▶ **Records provided**
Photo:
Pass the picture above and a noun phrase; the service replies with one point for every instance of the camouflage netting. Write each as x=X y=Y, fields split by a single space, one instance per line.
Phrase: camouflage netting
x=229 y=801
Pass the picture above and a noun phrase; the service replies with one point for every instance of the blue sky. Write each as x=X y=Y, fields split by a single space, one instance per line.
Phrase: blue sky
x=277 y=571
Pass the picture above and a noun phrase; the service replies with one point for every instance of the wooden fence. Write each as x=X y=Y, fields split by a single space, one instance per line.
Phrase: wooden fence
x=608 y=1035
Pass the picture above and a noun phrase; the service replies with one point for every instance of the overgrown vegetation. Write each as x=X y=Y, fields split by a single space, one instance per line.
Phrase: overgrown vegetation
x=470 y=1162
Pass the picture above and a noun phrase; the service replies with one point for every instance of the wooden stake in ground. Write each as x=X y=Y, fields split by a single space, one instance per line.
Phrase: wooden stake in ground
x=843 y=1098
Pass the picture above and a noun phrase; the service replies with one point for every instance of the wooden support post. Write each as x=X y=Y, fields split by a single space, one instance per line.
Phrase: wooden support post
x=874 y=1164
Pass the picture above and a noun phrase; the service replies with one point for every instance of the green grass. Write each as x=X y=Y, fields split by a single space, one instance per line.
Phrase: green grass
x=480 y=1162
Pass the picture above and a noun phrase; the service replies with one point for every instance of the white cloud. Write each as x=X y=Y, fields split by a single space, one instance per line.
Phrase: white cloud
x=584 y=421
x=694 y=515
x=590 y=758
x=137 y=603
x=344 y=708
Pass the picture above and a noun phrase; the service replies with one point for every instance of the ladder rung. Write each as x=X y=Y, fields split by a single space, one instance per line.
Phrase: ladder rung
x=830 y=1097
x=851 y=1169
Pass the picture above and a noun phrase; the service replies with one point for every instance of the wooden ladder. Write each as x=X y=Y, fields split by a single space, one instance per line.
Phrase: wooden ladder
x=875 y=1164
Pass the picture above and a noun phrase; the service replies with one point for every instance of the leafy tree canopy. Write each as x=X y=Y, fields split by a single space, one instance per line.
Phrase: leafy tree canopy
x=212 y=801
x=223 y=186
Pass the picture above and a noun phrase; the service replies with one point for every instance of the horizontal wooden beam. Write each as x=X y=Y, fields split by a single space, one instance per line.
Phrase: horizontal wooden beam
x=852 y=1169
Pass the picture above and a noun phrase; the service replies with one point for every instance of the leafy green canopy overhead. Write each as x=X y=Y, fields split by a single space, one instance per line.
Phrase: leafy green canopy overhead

▶ **What needs to be done**
Edit all of the material above by replacing "noun phrase" with "text query" wherever it appears, leaving every other word unchanged.

▶ **Answer to the task**
Photo:
Pass the picture above and a text query; the service replies with one point for every instance of the camouflage netting. Write each as x=X y=Y, fields split by a single space, one instance per line.
Phrase: camouflage netting
x=229 y=801
Pass the picture above and a text query; the service replies with one point for every instance of the blue sky. Write each as x=X y=Y, fields split by a single space, one instance per line.
Phrase: blue sky
x=277 y=571
Pass the picture above and a text query; the service replies with one point for every instance of the wooden fence. Write each as x=X y=Y, fields split by a single space, one instance per line.
Phrase: wooden fence
x=608 y=1035
Pass the picture above and a text query; the service replies with one point for every instance of the overgrown vegetation. Write each as x=X y=Y, fields split by a single space, one instance per line.
Phrase: overgrown vegetation
x=470 y=1162
Pass the picture above and a text query; the service replies with one point for every instance of the wooden stake in ground. Write each as x=X y=Y, fields split by a single space, one instance per line.
Phrase: wooden stake in ground
x=843 y=1098
Pass the picture above and a text query; the service replies with one point for every instance of the wooden support post. Write each as x=X y=Y, fields split by a single space, one instance per line.
Phrase: wooden support post
x=874 y=1164
Pass the picture above and a text query; the service replies with one point for every instance of the green grass. Write each as x=X y=Y, fields split by a single space, one instance per line.
Phrase: green grass
x=480 y=1162
Pass the picture above and a text query; the service replies with one point for every instance of the white cloud. Write each as x=X y=Y, fields split by a single space, one instance per line.
Phrase: white cloud
x=584 y=421
x=694 y=515
x=590 y=758
x=137 y=603
x=344 y=708
Pass the picture above and a text query; the service replies with one point for every instance of the ladder rung. Write each as x=X y=Y, fields split by a single space, one instance per line.
Phrase: ladder rung
x=830 y=1097
x=851 y=1169
Pass the picture above and a text query; the service replies with one point for every instance of the wooden ladder. Write each as x=X y=Y, fields split by a single space, one instance per line.
Phrase: wooden ladder
x=875 y=1164
Pass the picture above and a text query; the service replies with one point for every instance of the leafy tree canopy. Write each as x=X y=Y, fields split by a single space, one instance per line.
Phrase: leafy tree canopy
x=212 y=801
x=223 y=186
Pass the picture above and a text query; the service replies with one point for every instance of the horizontal wooden beam. Write each as x=X y=Y, fields split by a single space, one instance per line.
Phrase: horizontal wooden beam
x=852 y=1169
Pass the picture above and a text query; the service replies with one point for every instance of the leafy green canopy overhead. Write each as x=X y=Y, fields split by a single space, one instance per line.
Phrase: leafy green canopy overhead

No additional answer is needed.